→ Extract provided

--------------------------------

In May last year, Golden Charter enlisted the help of business change experts to look at how it deals with families’ enquiries. A big goal of the project was to improve Golden Charter’s systems, but ultimately over the year that followed it did something more fundamental: changed a rigidly scripted enquiry process into a conversation centred on families’ needs.

“The whole process started literally days after we moved into our new consumer channel model,” said Stewart Bodys, Contact Centre Manager. “When we started doing more through phone calls as opposed to field staff speaking to people face to face, we knew we had to look at how we could be more effective in meeting people’s needs.

“Once we completed the ‘discovery’ exercise and identified what changes should be made, we commenced the activity on 30 May last year with three two-day manager workshops for the contact centre leadership team. We followed that up with six half-day workshops for the advisors on the phones and the manager population, so in total we invested in excess of 950 hours in offsite training for the people who work with families on the phones.

“At this point we weren’t looking at the ultimate conversation they would have with customers; it was more about the mindset they viewed every situation through, and how that had an impact on whether customers came away with a positive view. They learned about positive and negative language, avoiding vague ‘weasel words’, and generally all about focusing not just on what you say to someone, but how you are saying it.”

Collaboration

Working under Stewart are two Team Managers, Martin McGhee and Amanda Coleman. Between them, they manage 18 telesales advisors. And that whole population was able to have an input into the training they were receiving.

“The advisors have been involved in the whole process from start to finish, and it has felt different from any other type of training that I have been on before,” Amanda explained.

“It might have been just the managers who would go on a course, and that course would be a one-off without a follow-up to see if things are being put into practice. When the advisors can’t learn the reasons for changes directly, that makes putting those changes into practice harder. But with this project, everyone has been involved from the start.”

Martin believes that level of involvement from everyone in the contact centre is having its own benefits.

He said: “We’re looking now at creating what is potentially a fantastic talent pool, so that we can actually start to recruit from within far more, whereas before we probably would have had to go elsewhere for a lot of things.

“It is helping the whole company. We have a much more established relationship with our Marketing colleagues, our Compliance colleagues, and there is good morale across those relationships. We are putting talented people to work in a more effective way, and customer feedback is showing us how well we are doing.”

Flipping the script

Those 950 hours of training took until July to complete, but that was only the beginning. In August and September, the call structure itself was changed.

--------------------------------

→ Supplied records
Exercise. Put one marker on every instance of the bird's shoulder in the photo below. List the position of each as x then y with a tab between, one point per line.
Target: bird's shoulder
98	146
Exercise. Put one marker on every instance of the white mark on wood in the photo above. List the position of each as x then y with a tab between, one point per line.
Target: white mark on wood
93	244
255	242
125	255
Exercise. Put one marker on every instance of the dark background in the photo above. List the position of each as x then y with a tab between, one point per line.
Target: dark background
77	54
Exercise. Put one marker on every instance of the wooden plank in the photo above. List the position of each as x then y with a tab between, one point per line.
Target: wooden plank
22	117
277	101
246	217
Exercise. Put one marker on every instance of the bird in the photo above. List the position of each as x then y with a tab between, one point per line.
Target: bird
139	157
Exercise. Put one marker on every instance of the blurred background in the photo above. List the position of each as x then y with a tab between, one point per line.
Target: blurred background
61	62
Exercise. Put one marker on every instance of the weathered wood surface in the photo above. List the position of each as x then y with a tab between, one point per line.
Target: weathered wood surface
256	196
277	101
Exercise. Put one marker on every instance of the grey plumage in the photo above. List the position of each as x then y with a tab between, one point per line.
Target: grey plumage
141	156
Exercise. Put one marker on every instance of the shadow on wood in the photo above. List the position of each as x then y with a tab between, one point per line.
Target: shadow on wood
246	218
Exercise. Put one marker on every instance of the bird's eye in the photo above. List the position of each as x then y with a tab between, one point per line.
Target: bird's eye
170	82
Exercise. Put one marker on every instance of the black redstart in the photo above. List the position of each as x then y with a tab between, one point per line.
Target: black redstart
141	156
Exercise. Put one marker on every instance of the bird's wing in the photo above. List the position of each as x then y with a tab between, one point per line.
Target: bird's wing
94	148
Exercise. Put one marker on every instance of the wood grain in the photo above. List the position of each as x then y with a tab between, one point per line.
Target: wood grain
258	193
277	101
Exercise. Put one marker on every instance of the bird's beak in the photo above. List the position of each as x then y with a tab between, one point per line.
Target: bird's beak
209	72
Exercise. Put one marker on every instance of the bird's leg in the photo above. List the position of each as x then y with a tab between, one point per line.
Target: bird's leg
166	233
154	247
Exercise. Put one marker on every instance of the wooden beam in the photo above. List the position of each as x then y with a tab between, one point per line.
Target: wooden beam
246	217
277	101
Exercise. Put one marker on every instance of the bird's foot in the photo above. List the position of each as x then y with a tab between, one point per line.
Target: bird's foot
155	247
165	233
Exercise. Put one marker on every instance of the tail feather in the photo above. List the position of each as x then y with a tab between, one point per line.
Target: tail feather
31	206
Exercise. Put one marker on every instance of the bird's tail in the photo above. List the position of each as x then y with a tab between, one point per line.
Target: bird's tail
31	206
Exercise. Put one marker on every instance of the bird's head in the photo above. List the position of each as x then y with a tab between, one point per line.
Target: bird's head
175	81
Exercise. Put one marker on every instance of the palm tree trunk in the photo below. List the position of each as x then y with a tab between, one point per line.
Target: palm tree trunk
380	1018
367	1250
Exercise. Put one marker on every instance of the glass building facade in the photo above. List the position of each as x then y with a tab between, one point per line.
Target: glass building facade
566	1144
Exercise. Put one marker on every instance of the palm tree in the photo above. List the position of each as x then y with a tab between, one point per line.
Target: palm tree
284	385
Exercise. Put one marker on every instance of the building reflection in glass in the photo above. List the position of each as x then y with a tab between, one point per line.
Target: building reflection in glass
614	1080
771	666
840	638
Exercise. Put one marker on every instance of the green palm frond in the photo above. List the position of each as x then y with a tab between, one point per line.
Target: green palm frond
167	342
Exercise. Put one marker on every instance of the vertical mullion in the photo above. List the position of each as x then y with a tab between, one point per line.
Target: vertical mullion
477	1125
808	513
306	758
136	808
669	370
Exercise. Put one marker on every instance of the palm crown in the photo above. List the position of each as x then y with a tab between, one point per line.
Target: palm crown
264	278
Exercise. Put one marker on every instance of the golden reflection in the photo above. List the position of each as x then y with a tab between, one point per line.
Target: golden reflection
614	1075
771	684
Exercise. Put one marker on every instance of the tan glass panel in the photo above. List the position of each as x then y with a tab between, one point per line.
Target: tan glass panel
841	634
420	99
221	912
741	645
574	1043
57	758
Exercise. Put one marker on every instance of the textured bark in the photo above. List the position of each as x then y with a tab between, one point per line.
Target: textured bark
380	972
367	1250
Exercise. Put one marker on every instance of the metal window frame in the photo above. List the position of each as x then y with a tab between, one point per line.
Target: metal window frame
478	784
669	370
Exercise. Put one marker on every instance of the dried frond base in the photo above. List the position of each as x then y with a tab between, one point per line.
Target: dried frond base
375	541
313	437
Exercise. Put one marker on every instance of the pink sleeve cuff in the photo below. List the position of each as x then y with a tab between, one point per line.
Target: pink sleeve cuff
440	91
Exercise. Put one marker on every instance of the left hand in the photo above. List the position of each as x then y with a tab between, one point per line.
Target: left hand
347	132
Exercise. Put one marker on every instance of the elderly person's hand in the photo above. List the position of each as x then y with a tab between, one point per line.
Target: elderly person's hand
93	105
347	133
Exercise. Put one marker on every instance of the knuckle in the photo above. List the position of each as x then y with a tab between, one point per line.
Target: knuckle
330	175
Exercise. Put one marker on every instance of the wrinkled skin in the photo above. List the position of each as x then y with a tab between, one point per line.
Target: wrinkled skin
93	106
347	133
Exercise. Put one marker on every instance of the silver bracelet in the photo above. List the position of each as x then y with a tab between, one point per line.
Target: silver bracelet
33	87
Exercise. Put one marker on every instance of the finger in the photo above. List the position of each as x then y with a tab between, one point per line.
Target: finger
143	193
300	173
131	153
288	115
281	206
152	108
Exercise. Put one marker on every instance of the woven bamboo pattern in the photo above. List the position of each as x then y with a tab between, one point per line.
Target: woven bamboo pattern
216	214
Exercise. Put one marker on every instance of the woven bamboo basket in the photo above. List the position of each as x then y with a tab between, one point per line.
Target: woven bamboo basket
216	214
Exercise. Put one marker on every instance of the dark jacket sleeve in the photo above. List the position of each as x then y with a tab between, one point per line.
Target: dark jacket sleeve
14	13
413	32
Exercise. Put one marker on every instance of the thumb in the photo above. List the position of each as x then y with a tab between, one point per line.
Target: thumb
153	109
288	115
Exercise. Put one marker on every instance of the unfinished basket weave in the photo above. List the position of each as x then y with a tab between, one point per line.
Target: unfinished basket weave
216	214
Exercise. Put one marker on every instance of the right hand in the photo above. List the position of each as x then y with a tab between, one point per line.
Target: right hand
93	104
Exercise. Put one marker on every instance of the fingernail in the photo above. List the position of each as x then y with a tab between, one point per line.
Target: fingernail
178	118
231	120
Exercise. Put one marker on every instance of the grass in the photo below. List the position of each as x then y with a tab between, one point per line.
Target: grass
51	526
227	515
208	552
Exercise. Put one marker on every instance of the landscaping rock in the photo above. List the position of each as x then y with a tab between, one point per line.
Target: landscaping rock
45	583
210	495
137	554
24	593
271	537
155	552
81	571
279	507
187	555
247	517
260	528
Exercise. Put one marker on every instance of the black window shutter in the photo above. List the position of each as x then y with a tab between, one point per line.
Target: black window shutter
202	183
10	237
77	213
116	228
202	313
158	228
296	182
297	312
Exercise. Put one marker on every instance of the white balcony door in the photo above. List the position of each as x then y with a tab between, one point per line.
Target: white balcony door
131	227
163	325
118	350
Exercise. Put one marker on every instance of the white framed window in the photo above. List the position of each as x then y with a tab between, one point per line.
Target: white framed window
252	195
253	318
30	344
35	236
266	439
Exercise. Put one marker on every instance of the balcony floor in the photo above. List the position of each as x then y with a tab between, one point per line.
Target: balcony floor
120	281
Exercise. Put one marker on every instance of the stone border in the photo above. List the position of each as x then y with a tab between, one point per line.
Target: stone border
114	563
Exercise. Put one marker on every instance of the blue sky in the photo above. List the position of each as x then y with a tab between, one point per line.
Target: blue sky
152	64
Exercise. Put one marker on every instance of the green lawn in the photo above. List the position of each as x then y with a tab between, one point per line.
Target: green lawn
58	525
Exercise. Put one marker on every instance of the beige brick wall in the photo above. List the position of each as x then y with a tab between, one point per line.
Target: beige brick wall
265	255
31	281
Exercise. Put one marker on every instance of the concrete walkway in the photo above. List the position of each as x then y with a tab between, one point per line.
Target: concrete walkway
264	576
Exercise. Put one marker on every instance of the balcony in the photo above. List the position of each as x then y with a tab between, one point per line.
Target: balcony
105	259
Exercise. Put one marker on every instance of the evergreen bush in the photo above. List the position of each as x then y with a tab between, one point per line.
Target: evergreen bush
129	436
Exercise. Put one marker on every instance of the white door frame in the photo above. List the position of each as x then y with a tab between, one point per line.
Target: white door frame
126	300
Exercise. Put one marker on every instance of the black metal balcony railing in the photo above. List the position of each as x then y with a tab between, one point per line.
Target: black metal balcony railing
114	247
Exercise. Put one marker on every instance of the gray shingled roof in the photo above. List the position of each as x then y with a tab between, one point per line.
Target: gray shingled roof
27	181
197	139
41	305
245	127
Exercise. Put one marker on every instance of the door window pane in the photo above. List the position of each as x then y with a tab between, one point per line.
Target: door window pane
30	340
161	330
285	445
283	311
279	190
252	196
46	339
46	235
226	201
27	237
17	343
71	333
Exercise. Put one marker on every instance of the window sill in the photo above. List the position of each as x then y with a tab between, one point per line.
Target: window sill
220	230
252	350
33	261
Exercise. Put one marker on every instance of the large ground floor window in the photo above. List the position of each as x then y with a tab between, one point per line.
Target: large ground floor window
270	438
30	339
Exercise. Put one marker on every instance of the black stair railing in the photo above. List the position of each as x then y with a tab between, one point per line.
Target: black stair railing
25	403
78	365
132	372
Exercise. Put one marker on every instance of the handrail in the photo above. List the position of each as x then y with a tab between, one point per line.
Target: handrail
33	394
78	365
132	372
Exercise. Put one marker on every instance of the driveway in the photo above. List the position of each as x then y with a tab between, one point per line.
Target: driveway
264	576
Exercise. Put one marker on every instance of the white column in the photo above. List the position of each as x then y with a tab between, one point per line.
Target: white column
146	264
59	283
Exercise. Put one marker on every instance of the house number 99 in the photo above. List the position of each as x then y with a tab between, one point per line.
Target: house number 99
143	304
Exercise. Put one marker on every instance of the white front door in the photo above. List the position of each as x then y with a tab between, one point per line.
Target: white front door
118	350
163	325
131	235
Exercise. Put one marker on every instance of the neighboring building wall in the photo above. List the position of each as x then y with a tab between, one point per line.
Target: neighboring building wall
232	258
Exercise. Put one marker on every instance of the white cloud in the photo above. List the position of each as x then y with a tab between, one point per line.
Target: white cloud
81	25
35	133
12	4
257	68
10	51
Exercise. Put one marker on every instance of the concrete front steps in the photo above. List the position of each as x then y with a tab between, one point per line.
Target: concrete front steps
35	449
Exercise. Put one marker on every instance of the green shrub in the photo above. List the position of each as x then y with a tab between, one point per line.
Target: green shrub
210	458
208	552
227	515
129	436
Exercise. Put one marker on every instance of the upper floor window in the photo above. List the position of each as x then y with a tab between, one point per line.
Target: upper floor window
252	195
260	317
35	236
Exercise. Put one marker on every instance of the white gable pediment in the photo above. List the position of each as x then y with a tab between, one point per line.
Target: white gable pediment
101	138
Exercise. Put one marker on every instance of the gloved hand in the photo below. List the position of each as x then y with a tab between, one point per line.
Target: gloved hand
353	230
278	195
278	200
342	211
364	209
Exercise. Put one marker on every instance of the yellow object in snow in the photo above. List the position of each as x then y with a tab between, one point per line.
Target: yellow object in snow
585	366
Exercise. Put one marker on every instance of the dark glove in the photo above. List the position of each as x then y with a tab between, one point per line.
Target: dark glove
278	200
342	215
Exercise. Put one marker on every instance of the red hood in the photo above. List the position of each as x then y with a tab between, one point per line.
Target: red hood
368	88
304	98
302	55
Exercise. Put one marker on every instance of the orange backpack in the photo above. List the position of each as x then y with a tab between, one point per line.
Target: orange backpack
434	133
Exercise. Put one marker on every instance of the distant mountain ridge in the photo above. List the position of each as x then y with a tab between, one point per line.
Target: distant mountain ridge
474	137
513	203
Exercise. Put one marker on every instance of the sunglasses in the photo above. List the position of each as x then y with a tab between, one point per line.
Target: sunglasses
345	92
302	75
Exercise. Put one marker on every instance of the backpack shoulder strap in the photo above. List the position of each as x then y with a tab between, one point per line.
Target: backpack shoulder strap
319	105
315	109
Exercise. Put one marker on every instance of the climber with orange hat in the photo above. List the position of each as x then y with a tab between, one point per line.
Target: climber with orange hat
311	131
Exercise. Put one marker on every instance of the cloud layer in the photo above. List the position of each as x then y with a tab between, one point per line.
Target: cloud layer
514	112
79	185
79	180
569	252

--------------------------------

→ Directive 1
Write out the part of the contact centre article starting at "Martin believes that" and ending at "itself was changed.", copying it word for word.
→ Directive 2
Pick up the article about Golden Charter's contact centre training from its last sentence and carry it on.

→ Answer 1
Martin believes that level of involvement from everyone in the contact centre is having its own benefits.

He said: “We’re looking now at creating what is potentially a fantastic talent pool, so that we can actually start to recruit from within far more, whereas before we probably would have had to go elsewhere for a lot of things.

“It is helping the whole company. We have a much more established relationship with our Marketing colleagues, our Compliance colleagues, and there is good morale across those relationships. We are putting talented people to work in a more effective way, and customer feedback is showing us how well we are doing.”

Flipping the script

Those 950 hours of training took until July to complete, but that was only the beginning. In August and September, the call structure itself was changed.

→ Answer 2
Stewart Bodys said: “We imparted more information to people, and at the same time we were able to receive more information from them, letting us identify how our funeral plan product range best met the customer’s needs. Then it was about presenting that back to each customer in a way that allowed them the opportunity to question, reflect, ponder and hopefully decide to go ahead with a funeral plan.”

Once again, this was a collaborative effort, as Amanda explained.

“The change to the scripts has been massive,” she said. “I started here nearly seven years ago, and the difference between then and now is like night and day. Before, we would provide a completed script for them to start using, but now the advisors have been involved throughout, talking about what they think will work and what shouldn’t be included.”

No pressure

The results of that next phase were almost instant.

Stewart explained: “We started to fully embed that activity from October last year, and saw some immediate benefits in terms of sales – we finished the third quarter at 126% of our original budget number. But beyond numbers, we really started to see the tone of our work change fundamentally in the first three months of 2018.

“Interestingly, because we were able to more fully inform customers, they felt more comfortable to go ahead with their decision earlier in the process. Families were going ahead earlier in their own time with a clearer understanding because of the conversations they were having.”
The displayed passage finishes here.